Here's what I suggest:

- Pull ALL of the stone out of this are, and the other area's where you need to raise the grade.
- Pull out landscape fabric.
- Cut downspouts & raise the bottom elbow at least 8-12"
- Dig around corner and find the obvious section of the wall that's letting the water run in freely. If you can't find it easily, it may take two people. The second person should be able to faintly hear the water on the interior if holding their ear close to the wall. Move the garden hose util you pinpoint where it's leaking in. Fortunately, it looks to be in the third course, so darn near at grade.
- Put in short window wells, 12" are typically the shortest you'll find.
- Bring in good soil (I prefer a clay-topsoil mix, and it's easy to find here) that will compact relatively tight.
- Raise the grade to get the soil at least 4-6" higher in the first 10' from the house. More is always better.
- Installing new fabric is up to you, it doesn't help shed water. Whatever you use for mulch/stone/etc., MAKE SURE the soil underneath it pitches well away from the house. Stone WILL NOT shed water. Wood mulch isn't much better, especially when it's fresh.


----------



## jhack836 (Feb 11, 2012)

jomama45 said:


> Absolutely NOT.
> 
> Here's what I suggest:
> 
> ...

## Supplied information
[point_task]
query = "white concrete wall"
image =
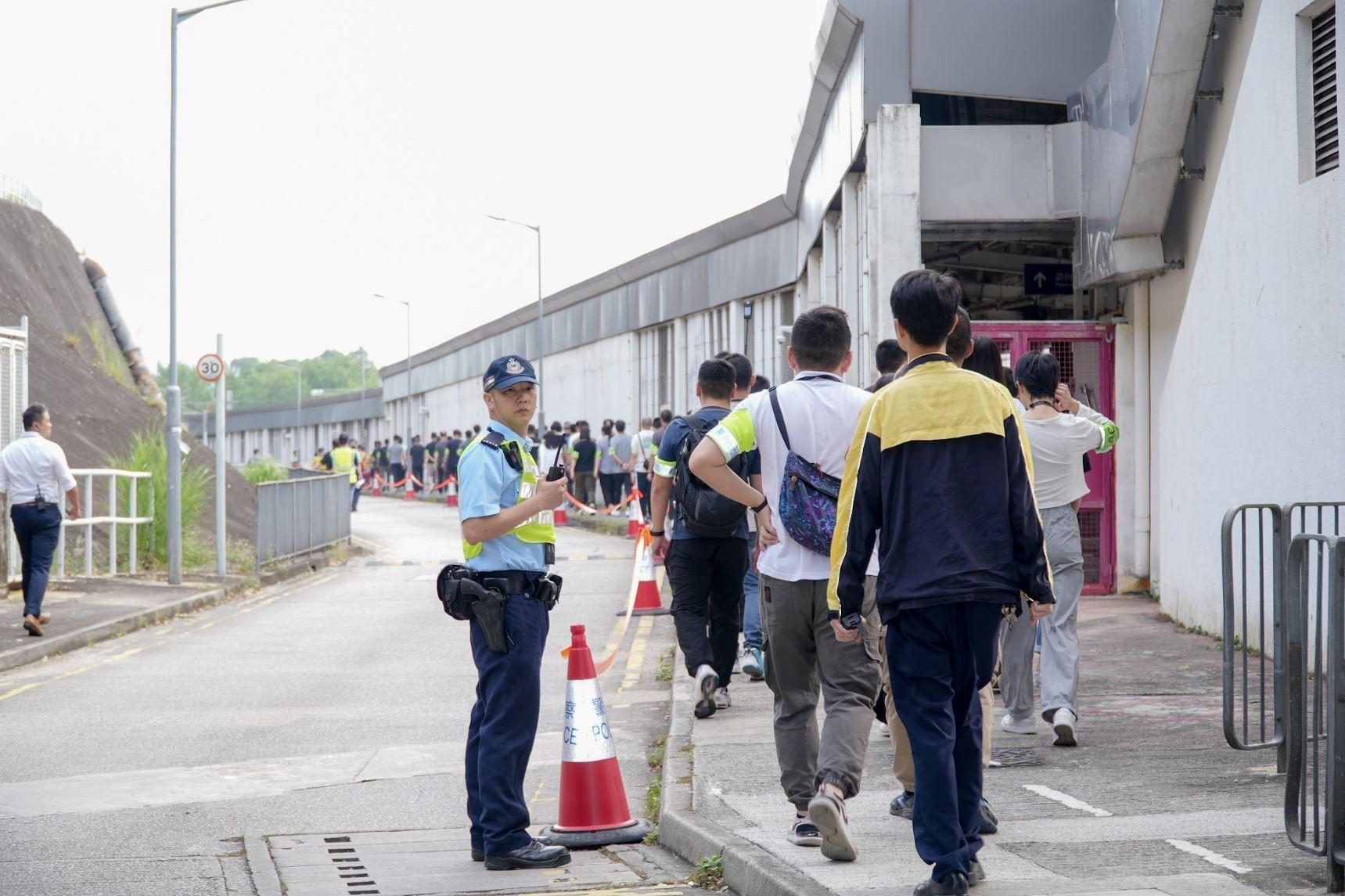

## Task statement
Rewrite the drainage advice, everything from "- Cut downspouts" down to "shortest you'll find.", substituting "gutter drains" for "downspouts".

## Task result
- Cut gutter drains & raise the bottom elbow at least 8-12"
- Dig around corner and find the obvious section of the wall that's letting the water run in freely. If you can't find it easily, it may take two people. The second person should be able to faintly hear the water on the interior if holding their ear close to the wall. Move the garden hose util you pinpoint where it's leaking in. Fortunately, it looks to be in the third course, so darn near at grade.
- Put in short window wells, 12" are typically the shortest you'll find.